-- Opening Marker --

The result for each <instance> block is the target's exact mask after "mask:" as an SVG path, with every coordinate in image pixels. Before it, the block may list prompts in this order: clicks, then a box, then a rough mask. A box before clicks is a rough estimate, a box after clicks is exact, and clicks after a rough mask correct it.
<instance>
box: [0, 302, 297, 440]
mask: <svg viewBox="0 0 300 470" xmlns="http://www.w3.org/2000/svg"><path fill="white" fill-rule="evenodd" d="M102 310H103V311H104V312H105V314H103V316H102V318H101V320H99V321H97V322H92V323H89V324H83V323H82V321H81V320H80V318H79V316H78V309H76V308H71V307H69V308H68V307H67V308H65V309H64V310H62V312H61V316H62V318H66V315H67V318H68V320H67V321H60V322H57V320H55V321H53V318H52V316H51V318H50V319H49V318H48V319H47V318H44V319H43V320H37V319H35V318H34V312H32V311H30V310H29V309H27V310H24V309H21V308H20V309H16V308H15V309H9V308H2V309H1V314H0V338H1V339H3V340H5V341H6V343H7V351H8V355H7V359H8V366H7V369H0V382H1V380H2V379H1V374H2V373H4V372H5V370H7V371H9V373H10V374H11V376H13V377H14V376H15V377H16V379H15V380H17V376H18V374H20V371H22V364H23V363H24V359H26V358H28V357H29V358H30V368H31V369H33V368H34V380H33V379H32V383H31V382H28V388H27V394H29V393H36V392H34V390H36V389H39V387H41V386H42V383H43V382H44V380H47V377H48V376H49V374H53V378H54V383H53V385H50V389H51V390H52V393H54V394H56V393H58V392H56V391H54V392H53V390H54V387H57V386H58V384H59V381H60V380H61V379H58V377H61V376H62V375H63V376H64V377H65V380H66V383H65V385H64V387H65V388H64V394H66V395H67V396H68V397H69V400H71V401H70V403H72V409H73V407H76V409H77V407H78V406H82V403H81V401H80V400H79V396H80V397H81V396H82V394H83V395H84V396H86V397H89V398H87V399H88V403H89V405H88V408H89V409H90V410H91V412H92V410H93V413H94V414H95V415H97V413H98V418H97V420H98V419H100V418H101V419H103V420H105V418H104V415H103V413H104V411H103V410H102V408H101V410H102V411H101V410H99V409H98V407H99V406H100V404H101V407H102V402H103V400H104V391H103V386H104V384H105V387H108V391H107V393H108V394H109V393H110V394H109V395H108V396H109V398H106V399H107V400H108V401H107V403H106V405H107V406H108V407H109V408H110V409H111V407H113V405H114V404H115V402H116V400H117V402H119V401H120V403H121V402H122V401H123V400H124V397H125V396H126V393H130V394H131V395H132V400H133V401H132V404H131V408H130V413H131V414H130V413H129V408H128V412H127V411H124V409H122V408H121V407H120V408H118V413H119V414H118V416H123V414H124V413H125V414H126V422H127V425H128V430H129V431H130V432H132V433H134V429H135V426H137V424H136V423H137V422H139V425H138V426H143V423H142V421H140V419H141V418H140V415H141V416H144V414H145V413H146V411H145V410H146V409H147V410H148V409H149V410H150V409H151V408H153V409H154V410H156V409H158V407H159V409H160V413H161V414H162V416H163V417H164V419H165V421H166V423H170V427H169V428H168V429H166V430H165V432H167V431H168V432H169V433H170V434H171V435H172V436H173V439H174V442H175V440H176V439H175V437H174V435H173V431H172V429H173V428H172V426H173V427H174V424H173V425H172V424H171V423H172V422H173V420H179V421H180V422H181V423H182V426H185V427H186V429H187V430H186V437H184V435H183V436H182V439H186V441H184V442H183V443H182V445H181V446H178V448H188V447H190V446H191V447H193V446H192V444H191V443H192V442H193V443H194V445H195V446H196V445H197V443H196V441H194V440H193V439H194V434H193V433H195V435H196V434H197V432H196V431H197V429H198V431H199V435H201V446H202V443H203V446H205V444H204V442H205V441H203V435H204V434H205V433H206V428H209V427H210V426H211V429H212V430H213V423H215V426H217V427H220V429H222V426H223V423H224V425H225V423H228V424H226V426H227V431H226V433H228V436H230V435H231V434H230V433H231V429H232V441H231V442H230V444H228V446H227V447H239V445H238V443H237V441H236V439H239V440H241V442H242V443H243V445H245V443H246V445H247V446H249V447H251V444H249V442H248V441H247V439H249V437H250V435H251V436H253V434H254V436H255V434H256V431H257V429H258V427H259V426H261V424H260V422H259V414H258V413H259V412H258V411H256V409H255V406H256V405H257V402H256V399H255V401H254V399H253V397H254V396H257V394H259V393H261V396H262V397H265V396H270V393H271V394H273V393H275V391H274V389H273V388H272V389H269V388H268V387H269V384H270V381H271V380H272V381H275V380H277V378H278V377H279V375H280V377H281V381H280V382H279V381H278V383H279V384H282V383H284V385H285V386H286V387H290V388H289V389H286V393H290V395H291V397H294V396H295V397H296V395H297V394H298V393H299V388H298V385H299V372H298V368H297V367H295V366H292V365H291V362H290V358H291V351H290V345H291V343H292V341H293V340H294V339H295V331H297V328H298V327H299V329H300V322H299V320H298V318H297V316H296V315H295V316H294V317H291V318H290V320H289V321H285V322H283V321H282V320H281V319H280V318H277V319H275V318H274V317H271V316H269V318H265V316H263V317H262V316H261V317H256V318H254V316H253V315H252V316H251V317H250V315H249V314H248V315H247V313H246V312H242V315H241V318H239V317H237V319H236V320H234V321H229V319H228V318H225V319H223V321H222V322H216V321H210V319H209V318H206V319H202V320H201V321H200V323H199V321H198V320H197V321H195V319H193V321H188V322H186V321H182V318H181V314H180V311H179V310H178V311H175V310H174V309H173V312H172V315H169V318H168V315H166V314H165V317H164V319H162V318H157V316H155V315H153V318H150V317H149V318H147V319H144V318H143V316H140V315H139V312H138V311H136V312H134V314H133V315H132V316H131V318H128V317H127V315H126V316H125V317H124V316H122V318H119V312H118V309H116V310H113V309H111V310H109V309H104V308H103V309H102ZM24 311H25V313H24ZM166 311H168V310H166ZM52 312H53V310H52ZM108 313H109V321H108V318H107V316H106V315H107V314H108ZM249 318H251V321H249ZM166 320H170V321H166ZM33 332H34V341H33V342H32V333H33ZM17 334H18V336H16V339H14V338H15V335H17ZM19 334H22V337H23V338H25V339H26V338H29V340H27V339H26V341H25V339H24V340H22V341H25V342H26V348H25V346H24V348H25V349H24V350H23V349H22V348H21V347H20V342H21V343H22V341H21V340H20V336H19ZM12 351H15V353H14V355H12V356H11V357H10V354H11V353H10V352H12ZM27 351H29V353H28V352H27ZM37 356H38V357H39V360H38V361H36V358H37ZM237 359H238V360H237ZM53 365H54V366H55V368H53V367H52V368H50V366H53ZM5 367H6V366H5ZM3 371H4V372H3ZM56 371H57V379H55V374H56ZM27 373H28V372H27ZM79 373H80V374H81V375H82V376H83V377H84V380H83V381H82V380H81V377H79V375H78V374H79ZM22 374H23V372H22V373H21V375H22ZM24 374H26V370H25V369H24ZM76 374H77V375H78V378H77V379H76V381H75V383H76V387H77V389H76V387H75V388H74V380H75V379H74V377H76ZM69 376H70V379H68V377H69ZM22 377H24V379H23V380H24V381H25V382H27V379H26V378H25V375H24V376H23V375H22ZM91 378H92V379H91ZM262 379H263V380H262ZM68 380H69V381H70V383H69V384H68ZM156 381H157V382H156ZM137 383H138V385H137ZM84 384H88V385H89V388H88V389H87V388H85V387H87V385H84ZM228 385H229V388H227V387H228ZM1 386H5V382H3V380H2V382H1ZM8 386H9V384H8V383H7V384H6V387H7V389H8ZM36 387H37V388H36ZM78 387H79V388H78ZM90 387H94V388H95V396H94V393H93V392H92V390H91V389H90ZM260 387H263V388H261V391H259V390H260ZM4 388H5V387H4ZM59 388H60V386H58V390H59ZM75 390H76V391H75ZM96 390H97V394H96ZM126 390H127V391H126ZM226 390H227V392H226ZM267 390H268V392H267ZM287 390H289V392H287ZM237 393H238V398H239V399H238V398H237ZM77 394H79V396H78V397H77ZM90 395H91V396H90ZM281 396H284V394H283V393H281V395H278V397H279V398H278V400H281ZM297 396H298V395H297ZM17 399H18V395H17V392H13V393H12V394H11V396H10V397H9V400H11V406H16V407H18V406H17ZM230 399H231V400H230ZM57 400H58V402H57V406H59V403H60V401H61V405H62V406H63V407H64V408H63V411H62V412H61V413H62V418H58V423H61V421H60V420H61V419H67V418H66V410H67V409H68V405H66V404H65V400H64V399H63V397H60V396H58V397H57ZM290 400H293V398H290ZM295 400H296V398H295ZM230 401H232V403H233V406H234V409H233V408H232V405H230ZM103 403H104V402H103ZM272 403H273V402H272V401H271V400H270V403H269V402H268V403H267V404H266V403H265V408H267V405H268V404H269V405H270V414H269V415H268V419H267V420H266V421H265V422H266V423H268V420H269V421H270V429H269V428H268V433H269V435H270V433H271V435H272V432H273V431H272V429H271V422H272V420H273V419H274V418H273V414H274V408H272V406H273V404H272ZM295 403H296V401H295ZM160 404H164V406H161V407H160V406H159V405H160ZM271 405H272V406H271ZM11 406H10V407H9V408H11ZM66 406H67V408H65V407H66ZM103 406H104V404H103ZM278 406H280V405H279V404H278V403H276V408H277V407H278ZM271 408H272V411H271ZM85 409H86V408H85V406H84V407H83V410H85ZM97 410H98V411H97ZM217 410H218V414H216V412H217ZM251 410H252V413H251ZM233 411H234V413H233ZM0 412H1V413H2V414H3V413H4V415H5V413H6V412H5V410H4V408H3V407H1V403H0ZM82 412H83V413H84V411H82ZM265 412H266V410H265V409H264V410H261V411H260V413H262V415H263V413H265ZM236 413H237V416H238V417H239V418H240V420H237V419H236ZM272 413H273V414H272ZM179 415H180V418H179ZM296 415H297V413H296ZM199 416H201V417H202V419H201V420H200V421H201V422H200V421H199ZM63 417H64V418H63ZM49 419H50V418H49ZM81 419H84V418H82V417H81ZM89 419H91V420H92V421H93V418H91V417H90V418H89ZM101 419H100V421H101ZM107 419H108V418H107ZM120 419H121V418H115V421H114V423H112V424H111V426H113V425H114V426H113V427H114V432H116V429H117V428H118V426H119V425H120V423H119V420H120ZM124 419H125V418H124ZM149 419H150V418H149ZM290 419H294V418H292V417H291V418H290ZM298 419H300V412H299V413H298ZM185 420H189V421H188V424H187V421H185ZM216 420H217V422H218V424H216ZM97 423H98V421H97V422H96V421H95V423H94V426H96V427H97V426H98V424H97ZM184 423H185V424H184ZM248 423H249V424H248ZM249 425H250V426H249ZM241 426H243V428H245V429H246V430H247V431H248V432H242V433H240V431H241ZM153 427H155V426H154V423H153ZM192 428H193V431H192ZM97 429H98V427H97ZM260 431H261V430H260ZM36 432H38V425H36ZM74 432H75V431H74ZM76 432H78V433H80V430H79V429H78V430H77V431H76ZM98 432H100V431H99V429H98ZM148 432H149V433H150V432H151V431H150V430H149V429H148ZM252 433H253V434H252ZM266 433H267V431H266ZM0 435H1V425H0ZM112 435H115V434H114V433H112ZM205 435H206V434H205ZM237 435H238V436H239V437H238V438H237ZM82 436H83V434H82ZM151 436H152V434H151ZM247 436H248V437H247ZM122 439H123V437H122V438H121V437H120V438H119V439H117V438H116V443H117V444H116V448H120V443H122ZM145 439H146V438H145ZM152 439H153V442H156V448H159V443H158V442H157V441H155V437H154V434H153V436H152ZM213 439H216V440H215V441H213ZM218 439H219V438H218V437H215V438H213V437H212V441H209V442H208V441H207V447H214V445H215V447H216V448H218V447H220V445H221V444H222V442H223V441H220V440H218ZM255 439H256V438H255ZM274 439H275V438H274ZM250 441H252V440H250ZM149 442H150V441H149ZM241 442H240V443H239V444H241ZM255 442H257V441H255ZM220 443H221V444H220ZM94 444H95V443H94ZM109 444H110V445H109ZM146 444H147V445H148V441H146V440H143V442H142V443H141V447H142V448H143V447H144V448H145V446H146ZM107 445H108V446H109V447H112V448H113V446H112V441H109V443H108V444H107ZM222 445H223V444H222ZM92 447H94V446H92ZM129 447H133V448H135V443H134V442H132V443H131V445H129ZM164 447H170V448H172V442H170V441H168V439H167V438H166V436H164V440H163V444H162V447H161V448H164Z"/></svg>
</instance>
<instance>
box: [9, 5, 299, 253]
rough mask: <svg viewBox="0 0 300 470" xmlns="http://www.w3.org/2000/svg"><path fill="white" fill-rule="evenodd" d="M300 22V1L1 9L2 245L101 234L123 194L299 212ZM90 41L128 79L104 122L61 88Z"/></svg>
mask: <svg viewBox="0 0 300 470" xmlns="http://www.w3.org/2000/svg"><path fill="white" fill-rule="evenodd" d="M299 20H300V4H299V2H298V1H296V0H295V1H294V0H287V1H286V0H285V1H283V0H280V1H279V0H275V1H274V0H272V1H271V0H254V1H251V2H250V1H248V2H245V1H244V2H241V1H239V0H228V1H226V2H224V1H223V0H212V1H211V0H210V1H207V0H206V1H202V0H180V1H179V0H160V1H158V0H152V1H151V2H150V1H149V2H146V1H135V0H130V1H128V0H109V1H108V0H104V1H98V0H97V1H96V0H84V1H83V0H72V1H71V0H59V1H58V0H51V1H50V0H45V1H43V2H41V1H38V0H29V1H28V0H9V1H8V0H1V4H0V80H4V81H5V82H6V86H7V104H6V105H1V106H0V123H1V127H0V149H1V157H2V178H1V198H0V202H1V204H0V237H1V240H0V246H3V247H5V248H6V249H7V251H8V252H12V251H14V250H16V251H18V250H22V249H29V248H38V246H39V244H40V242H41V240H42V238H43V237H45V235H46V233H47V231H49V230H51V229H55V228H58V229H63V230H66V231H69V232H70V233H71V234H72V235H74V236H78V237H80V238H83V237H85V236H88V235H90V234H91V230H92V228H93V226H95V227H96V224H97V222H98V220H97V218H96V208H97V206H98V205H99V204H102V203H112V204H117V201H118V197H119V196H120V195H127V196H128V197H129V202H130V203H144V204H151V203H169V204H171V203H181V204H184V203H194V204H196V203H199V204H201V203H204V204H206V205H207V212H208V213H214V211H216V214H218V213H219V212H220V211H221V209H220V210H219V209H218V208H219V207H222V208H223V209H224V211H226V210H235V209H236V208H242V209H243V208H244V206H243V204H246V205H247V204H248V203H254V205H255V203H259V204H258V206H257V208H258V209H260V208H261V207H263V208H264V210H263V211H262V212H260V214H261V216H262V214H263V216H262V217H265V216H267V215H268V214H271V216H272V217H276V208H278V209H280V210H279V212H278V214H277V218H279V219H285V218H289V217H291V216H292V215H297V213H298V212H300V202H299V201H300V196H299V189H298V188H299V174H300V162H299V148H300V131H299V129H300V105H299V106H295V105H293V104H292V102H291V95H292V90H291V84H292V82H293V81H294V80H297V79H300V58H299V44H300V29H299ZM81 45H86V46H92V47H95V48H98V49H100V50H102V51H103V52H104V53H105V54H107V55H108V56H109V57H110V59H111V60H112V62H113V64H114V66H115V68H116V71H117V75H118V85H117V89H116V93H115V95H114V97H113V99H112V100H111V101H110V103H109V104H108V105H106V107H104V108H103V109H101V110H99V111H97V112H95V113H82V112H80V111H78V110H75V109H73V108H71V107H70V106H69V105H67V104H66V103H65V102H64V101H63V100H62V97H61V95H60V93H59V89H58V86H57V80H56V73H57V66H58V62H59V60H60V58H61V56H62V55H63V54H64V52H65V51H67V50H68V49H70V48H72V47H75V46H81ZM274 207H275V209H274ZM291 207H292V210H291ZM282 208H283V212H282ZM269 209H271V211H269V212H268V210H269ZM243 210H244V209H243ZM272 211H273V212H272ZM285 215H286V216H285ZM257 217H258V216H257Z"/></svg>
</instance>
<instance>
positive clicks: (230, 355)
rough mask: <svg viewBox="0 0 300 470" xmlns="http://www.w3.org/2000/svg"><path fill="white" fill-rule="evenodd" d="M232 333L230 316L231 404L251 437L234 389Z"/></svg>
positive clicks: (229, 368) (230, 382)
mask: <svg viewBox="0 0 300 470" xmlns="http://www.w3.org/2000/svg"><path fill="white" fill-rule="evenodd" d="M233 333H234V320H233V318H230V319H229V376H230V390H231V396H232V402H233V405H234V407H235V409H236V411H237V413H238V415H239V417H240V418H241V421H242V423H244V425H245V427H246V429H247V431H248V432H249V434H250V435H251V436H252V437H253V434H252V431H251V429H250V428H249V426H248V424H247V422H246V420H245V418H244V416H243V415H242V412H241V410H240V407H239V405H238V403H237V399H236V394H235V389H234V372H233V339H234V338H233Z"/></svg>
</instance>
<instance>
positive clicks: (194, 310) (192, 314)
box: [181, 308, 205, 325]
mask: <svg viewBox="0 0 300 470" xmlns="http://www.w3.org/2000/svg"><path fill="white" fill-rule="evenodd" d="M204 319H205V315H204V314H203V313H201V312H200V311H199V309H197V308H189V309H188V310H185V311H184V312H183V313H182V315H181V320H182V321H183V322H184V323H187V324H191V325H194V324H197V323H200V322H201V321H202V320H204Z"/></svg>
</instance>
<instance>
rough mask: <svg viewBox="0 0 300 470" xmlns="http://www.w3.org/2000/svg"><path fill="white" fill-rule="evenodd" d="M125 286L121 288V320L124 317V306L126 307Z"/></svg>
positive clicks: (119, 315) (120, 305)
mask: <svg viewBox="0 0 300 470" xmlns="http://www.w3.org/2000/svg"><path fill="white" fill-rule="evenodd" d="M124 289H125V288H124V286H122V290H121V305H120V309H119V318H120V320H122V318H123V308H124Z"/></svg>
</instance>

-- Closing Marker --

● WORK TO BE COMPLETED
Please recast the lines above, from the very first one through the line holding "box: [0, 302, 297, 440]" inclusive, as a Markdown table with a Row column and a Line column, leaving out any blank lines.

● TASK RESPONSE
| Row | Line |
|---|---|
| 1 | The result for each <instance> block is the target's exact mask after "mask:" as an SVG path, with every coordinate in image pixels. Before it, the block may list prompts in this order: clicks, then a box, then a rough mask. A box before clicks is a rough estimate, a box after clicks is exact, and clicks after a rough mask correct it. |
| 2 | <instance> |
| 3 | box: [0, 302, 297, 440] |